(STATED GOAL): Translate this sentence from the passage below about the Kitty Genovese case into Spanish: "The Kitty Genovese parable is no less morally instructive for being not quite accurate."

Meanwhile, the incident has elicited several comparisons to the famous 1964 case of Kitty Genovese, a young woman who was stabbed to death in the courtyard of her New York City apartment building while 38 neighbors watched and did nothing to help her. The widespread coverage of her case had a huge impact on both policy and the field of psychology: The NYPD reformed its telephone reporting system; researchers began studying the bystander effect and diffusion of responsibility; and the dead woman became a symbol of the dire consequences of inaction.
One of the most elegant uses of that symbolism is the chapter (above) from the online motion comic based on the graphic novel Watchmen. Genovese figures prominently in the origin story of the superhero/antihero Walter Joseph Kovacs, aka “Rorschach.” Rorschach constructs both his identity and his costume as a direct response to the passivity and even cynical voyeurism embodied by the neighbors who heard and watched her die.
But the actual reactions of the witnesses to Kitty Genovese’s murder were more complicated than originally reported. It’s unlikely, for example, that any of the infamous 38 bystanders heard the entire crime, or realized its severity in the moment. For a fascinating account of the discrepancies between the facts and myths of the case, you can listen to this 2009 story on NPR, or read this 2007 article from American Psychologist (the link is to a PDF from the author’s website).
The Kitty Genovese parable is no less morally instructive for being not quite accurate. The bystander effect is still real, the McDonald’s worker’s decision to tape the beating last week rather than stop it is still reprehensible. And of course, Rorschach is still one of the most righteous dark avengers in popular culture. But it’s worth remembering that we’re more likely to learn from our mistakes when we dig for the truth, even — and perhaps especially — when the truth isn’t so simple.

(RECORD EXTRACTS):
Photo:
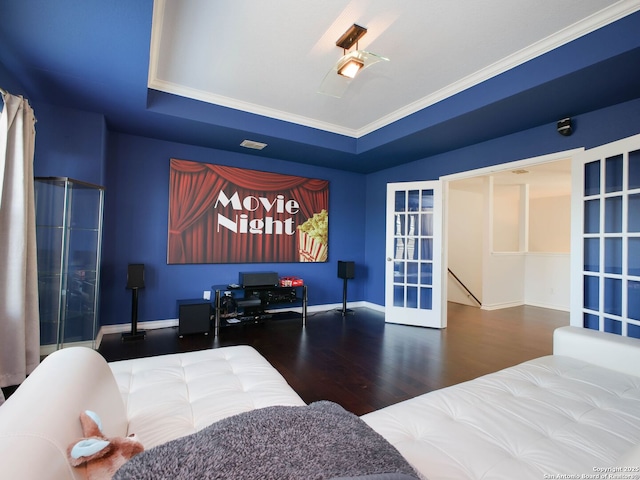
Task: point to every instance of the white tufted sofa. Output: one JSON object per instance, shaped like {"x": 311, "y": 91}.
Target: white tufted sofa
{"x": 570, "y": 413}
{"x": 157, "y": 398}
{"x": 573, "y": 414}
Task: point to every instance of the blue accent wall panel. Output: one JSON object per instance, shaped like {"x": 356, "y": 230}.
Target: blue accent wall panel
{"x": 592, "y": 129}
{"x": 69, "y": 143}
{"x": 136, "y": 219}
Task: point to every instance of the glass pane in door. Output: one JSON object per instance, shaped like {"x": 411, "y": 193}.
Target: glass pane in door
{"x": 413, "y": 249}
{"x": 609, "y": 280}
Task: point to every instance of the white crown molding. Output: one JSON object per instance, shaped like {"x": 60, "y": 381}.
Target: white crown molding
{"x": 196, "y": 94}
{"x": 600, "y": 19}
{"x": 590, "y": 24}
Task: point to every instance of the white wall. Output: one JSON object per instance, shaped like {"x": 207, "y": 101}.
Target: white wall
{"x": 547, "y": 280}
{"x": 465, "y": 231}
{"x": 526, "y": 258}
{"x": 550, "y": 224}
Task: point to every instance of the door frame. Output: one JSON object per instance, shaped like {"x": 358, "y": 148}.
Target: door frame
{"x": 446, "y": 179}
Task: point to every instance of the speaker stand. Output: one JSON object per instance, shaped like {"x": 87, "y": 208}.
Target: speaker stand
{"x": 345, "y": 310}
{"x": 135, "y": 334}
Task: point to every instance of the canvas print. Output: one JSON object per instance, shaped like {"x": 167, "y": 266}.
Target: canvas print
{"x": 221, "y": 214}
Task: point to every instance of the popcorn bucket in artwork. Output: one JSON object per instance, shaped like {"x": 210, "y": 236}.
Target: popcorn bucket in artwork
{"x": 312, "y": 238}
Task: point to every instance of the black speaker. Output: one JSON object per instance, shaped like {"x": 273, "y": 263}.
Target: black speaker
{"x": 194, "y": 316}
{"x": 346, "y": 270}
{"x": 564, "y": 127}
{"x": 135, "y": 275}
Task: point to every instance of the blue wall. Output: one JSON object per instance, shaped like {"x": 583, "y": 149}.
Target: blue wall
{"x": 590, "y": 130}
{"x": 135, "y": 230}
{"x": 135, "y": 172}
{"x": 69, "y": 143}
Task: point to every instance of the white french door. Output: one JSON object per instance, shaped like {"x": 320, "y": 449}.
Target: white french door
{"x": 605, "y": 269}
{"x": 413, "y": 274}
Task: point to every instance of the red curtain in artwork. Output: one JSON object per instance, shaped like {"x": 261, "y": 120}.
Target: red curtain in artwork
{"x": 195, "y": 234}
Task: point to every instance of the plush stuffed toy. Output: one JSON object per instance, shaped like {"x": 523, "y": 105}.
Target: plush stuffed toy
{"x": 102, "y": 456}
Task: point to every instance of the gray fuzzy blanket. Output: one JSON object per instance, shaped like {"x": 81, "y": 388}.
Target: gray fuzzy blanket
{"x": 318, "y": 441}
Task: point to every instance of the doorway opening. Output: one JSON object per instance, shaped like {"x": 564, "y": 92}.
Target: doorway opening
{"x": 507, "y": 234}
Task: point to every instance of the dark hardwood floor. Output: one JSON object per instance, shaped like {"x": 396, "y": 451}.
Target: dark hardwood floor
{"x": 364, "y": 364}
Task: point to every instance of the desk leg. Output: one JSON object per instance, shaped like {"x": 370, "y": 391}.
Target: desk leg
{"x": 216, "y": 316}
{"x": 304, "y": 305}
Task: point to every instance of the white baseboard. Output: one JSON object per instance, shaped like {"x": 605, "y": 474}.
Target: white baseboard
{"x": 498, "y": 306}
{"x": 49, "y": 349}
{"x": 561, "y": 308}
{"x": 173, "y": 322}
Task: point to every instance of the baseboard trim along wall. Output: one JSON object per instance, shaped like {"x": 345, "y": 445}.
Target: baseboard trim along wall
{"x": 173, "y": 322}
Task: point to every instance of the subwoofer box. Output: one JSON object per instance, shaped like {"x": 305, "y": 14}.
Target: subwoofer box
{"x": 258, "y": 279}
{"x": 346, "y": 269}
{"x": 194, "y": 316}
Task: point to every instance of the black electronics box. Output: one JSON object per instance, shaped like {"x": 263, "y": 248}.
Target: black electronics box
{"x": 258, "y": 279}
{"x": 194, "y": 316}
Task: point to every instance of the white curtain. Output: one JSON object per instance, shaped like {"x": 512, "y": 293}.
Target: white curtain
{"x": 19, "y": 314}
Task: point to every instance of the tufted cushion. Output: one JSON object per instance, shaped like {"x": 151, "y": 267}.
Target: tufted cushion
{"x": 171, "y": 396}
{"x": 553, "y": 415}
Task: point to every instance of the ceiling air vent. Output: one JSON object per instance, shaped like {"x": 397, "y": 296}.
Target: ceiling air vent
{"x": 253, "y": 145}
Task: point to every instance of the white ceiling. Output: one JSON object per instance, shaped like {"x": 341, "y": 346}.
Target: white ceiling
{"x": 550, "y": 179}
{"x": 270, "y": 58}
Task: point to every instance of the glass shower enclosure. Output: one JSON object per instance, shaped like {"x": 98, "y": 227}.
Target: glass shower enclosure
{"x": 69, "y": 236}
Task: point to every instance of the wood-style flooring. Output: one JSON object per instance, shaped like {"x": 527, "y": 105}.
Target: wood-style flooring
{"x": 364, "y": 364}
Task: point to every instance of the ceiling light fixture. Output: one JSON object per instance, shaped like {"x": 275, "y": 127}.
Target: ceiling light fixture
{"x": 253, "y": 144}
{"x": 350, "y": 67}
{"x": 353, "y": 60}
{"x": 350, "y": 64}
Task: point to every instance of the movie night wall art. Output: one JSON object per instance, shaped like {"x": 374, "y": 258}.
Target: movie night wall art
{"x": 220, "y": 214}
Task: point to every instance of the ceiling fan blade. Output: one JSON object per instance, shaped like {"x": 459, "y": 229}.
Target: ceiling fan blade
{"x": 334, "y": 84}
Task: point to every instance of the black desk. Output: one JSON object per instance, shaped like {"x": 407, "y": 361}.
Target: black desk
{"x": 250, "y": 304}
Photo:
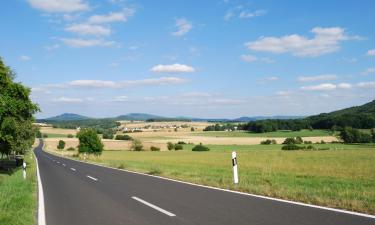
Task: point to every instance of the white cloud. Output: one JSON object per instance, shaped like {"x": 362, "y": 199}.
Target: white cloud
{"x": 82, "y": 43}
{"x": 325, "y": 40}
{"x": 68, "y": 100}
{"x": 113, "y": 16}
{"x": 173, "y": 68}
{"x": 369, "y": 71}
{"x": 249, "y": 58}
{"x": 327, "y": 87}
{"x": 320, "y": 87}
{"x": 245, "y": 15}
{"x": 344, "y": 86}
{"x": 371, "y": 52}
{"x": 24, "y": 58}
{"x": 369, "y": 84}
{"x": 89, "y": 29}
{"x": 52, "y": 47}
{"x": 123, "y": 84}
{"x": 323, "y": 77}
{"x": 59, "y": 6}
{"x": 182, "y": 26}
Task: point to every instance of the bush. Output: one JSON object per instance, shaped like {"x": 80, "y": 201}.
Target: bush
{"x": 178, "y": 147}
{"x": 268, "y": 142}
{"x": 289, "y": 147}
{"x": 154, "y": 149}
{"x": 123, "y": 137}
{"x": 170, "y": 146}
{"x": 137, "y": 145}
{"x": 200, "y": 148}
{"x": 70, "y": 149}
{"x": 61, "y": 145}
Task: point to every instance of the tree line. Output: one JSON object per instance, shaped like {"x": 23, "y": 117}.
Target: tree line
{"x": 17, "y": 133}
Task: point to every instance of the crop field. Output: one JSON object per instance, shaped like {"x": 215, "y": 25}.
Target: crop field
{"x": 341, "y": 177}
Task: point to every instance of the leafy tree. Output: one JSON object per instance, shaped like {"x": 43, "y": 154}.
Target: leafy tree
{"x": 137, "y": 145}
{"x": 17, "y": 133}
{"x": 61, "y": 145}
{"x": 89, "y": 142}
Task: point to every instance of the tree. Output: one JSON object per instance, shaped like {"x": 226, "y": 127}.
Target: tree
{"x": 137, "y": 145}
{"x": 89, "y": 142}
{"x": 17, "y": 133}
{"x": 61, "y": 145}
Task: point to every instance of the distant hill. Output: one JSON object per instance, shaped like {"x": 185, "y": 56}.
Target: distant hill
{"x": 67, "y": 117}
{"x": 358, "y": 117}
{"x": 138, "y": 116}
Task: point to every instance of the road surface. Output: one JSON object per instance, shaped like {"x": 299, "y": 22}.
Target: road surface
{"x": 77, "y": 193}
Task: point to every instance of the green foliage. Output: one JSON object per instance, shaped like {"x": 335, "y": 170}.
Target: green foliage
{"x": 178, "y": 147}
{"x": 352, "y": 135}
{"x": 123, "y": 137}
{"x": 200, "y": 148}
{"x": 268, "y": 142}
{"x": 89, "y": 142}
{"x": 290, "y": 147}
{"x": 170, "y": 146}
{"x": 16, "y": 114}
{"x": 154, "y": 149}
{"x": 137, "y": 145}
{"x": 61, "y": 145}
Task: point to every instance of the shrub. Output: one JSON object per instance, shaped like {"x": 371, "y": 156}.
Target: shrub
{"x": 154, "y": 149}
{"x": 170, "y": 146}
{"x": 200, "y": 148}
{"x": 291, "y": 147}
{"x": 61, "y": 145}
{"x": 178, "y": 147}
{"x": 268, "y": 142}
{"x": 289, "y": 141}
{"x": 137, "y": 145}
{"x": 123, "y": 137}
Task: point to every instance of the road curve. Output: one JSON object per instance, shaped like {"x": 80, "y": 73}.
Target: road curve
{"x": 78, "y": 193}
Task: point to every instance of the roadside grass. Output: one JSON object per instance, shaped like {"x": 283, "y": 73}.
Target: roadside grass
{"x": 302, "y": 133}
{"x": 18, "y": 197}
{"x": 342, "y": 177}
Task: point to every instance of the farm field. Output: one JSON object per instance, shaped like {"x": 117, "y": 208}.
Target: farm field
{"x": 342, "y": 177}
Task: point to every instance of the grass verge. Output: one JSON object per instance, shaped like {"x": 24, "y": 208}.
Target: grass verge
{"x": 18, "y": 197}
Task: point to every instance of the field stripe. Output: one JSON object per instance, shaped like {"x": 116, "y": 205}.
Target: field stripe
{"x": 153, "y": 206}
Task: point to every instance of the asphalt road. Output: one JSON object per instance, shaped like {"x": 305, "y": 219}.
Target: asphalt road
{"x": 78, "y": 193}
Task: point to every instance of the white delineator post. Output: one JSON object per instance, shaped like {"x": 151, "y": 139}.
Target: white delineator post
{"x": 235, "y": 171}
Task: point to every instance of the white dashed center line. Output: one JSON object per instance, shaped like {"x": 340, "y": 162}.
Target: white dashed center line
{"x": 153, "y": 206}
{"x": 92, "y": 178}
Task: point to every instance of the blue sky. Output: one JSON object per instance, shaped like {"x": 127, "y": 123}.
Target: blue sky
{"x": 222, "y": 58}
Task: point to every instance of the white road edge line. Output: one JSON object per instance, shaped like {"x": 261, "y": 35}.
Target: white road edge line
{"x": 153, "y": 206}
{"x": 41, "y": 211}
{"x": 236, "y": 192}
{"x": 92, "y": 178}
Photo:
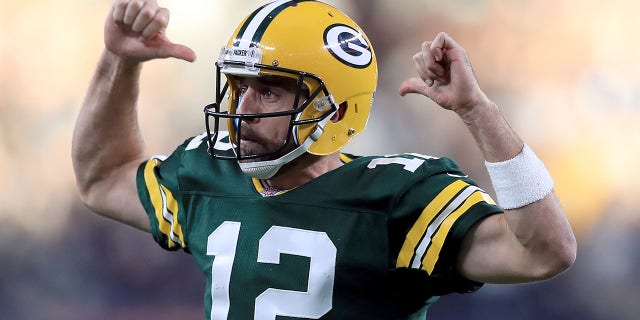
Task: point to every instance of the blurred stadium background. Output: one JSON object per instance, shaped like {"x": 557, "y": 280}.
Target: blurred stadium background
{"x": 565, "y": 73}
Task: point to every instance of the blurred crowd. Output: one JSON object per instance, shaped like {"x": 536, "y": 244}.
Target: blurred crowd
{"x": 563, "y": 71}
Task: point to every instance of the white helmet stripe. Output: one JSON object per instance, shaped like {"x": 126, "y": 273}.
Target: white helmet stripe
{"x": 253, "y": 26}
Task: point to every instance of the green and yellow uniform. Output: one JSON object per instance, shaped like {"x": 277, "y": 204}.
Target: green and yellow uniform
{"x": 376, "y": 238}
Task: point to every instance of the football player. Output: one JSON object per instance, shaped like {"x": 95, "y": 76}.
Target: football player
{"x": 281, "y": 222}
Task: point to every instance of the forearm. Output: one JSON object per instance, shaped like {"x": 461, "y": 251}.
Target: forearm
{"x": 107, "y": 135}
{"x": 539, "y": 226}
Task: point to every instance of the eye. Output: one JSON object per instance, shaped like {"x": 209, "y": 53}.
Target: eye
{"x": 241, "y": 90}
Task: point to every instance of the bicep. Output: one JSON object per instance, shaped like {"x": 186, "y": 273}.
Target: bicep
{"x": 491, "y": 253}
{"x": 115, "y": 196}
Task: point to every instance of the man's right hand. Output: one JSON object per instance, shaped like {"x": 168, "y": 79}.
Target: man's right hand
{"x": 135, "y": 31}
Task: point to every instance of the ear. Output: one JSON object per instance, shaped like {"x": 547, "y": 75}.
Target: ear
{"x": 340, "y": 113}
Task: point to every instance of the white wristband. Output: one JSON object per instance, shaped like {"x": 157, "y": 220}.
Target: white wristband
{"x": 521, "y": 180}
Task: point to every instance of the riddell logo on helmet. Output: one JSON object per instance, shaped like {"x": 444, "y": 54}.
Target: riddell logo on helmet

(ANSWER IN FULL): La parábola de Kitty Genovese no es menos instructiva en lo moral por no ser del todo exacta.